What the task asks: Rewrite the stretch from the start of the rows through the line containing "[(27, 591), (114, 604)]", substituting "exercise" for "drill" and leaving everything else unchanged. Leave the pictures out of your answer.

**** Data to process ****

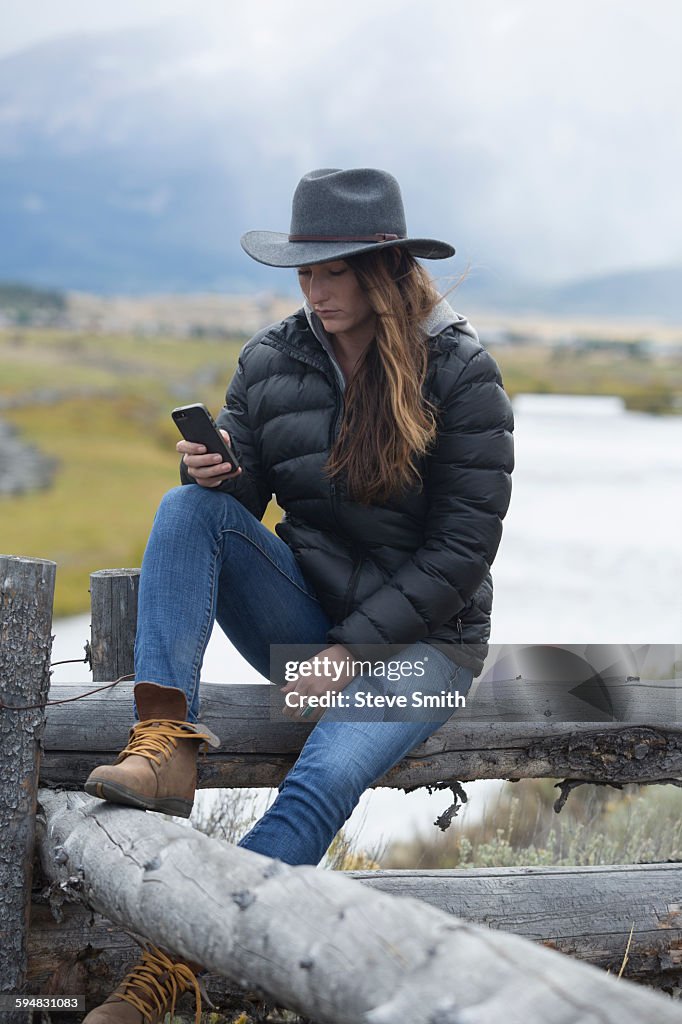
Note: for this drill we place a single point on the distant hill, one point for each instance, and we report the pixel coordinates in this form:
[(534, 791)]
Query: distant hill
[(128, 168)]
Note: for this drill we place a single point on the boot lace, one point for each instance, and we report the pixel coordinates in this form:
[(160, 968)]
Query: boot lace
[(156, 982), (158, 736)]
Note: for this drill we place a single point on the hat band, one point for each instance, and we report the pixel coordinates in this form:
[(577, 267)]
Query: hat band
[(379, 237)]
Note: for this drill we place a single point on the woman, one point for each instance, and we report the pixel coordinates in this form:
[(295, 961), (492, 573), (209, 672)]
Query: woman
[(380, 423)]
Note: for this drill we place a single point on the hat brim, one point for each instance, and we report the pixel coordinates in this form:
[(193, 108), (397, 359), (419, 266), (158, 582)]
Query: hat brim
[(274, 249)]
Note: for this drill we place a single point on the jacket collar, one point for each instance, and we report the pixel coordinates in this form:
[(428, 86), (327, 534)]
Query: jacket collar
[(442, 315)]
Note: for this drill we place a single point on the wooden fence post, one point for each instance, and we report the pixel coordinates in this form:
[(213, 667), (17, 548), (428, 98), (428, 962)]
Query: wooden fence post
[(27, 591), (114, 604)]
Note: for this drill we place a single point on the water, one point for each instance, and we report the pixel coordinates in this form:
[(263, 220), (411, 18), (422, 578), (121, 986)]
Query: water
[(590, 554)]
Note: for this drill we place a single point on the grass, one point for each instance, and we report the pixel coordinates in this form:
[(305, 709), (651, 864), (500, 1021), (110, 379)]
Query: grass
[(598, 825), (100, 406)]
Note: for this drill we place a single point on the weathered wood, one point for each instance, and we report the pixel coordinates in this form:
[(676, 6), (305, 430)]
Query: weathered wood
[(314, 941), (258, 745), (27, 590), (114, 622), (586, 912), (84, 953)]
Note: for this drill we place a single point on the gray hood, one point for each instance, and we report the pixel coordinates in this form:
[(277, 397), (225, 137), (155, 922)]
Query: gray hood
[(441, 316)]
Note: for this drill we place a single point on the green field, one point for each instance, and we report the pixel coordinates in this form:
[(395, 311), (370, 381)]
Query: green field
[(100, 406)]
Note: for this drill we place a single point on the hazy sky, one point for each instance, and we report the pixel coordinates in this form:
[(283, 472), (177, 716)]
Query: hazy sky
[(567, 113)]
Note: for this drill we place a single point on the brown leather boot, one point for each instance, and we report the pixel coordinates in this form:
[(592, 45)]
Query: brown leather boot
[(157, 771), (148, 991)]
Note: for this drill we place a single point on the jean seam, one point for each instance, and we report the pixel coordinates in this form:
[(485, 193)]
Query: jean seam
[(254, 543), (204, 637)]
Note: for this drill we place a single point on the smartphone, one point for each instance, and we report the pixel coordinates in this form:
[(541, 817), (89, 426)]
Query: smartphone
[(196, 424)]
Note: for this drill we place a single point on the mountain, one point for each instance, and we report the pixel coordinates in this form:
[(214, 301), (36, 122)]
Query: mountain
[(131, 162)]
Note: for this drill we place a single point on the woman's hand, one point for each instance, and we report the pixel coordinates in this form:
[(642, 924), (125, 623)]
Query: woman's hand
[(207, 469), (330, 672)]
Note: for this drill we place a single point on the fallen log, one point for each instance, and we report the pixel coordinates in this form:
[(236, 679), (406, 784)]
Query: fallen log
[(258, 747), (313, 941), (586, 912)]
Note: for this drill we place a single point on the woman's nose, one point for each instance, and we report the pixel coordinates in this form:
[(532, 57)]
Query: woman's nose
[(318, 290)]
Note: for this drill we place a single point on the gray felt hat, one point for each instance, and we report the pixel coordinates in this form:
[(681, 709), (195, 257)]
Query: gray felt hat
[(336, 214)]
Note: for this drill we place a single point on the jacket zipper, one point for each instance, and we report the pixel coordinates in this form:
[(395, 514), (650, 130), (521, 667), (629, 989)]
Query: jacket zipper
[(352, 586)]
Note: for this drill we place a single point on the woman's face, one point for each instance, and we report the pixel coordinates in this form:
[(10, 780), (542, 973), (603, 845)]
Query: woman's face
[(334, 293)]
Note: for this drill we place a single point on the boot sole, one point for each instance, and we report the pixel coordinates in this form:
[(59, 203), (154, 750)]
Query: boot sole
[(115, 794)]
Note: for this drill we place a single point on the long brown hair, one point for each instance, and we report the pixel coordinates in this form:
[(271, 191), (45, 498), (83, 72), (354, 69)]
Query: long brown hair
[(387, 424)]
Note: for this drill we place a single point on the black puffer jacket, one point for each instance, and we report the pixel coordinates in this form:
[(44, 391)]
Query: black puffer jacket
[(416, 567)]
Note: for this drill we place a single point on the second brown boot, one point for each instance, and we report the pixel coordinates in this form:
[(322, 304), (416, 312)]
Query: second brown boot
[(157, 771), (148, 991)]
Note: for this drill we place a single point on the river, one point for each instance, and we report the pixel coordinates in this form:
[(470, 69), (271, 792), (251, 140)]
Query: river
[(591, 553)]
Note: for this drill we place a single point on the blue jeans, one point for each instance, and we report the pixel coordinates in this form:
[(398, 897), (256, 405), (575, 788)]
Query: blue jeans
[(209, 558)]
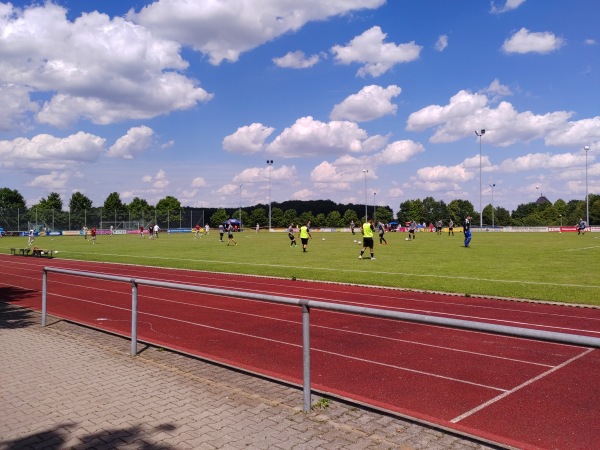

****

Answer to this exercise:
Note: for this exercise we place a single point on the distant hill, one point for each instance, and we report the pixel coordinates in this form:
[(534, 791)]
Query: distant hill
[(128, 168)]
Note: for this exercise we place a single point on the boot lace, one point for each instance, and we report the pixel coordinates in this form:
[(160, 968)]
Query: boot lace
[(156, 982), (158, 736)]
Note: for this exercise we place a single point on the hat band, one point for each instance, and we report the pixel coordinates in this form:
[(577, 267)]
Query: hat band
[(379, 237)]
Note: for this exercise we place a single point on the woman, one point for each instance, and we report the pixel coordinates in this form:
[(295, 961), (492, 573), (209, 672)]
Query: woman
[(380, 423)]
Note: for this exercise we place a single point on the hat brim, one point for each instance, and we report the pixel coordinates in this form:
[(193, 108), (397, 359), (419, 266), (158, 582)]
Query: hat brim
[(274, 249)]
Note: for this exercise we place a single point on the jacket collar, one point for each instance, and we report the pixel coordinates in this form:
[(428, 86), (327, 534)]
Query: jacket collar
[(442, 315)]
Note: for this exercise we place a single point on the wooden fence post, one point for each instance, and we report the pixel coordinates in this form:
[(213, 667), (17, 548), (428, 98), (428, 962)]
Query: wooden fence post
[(27, 591), (114, 604)]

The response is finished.